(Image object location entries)
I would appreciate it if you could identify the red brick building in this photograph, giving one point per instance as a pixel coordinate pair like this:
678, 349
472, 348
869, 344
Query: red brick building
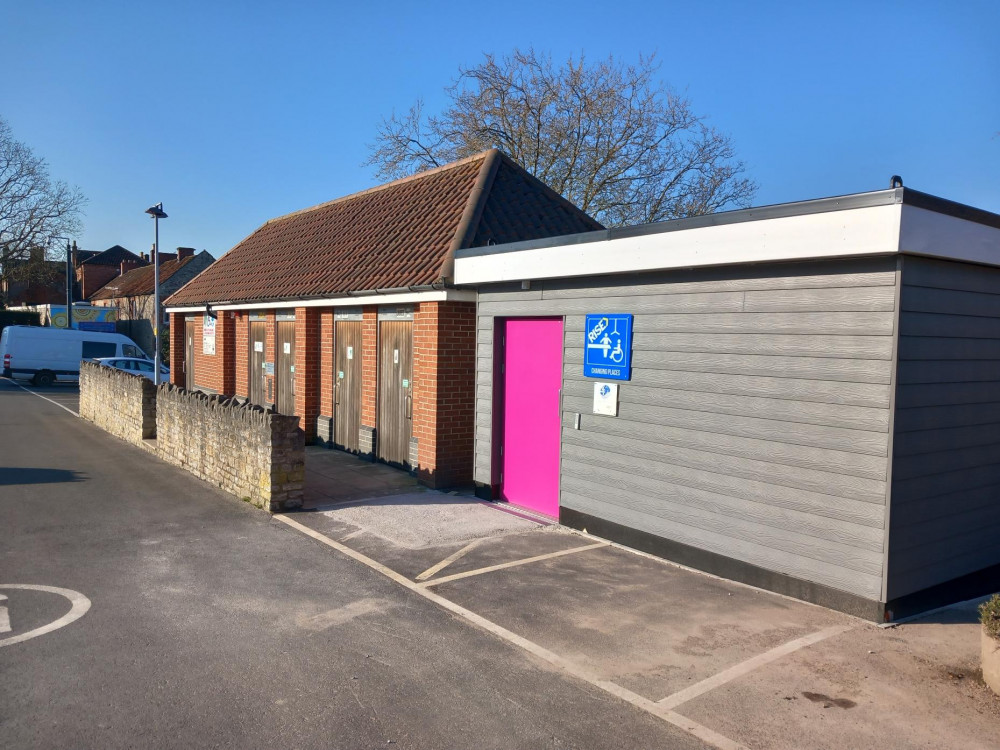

DO THIS |
Change "red brick building" to "brick warehouse" throughout the items above and reproduce their lines with nothing else altered. Leave the pictures out of your answer.

WORKED SOLUTION |
I would appreciate it if you could identify the brick warehouse in this photograph, giving one point per instance as a pixel coordinate pair like this:
678, 349
472, 348
869, 344
Query: brick warehouse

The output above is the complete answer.